● **Instructions to follow**
Rewrite the entries from the line containing "point_to(query) returns, for every instance of the tree" through the end of the entries as a JSON list of strings, one string per line, leaving out blank lines.

● **Material provided**
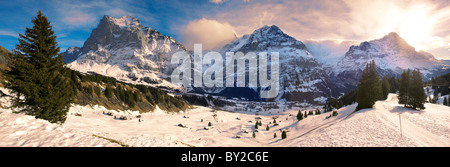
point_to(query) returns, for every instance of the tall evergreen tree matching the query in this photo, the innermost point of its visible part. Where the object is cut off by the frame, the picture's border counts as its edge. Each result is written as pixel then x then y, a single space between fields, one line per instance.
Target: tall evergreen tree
pixel 404 88
pixel 385 87
pixel 417 96
pixel 369 88
pixel 37 76
pixel 299 115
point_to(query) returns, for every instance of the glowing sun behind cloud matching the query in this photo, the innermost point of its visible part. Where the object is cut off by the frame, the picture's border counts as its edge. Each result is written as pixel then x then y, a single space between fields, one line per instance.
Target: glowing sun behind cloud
pixel 416 27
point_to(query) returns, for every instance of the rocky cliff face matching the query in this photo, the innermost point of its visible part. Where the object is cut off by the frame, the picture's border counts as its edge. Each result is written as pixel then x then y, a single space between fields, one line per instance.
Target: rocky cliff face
pixel 302 77
pixel 125 49
pixel 392 54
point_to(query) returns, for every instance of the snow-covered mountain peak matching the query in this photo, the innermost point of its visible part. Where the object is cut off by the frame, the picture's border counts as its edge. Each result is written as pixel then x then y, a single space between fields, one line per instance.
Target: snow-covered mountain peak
pixel 124 21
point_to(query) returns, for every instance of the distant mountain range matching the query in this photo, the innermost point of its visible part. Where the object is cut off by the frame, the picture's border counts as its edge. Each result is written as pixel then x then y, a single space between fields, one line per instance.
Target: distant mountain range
pixel 124 49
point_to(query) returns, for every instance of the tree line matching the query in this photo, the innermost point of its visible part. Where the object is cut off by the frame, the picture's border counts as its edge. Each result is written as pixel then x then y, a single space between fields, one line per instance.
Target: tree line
pixel 43 87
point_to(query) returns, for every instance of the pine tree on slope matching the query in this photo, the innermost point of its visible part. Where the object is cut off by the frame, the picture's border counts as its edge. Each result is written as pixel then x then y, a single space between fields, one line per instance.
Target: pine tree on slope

● **Response to this task**
[
  "point_to(query) returns, for every instance of the tree line matching the query in this photo, the innermost point of its visible part. Where the object is cut off by the frame, the picture's border counts as its edge. Each result is written as pixel then x then y, a single space between fields, one line per instance.",
  "Target: tree line",
  "pixel 43 87",
  "point_to(query) returns, for every instance of the pine tree on slope matching the query in this photo, the innermost point of its visible part. Where the object is cut off by the frame, the picture's border counts as its edge. Each result is written as pixel then x then y, a single space between fields, one line per instance.",
  "Target: pine tree on slope"
]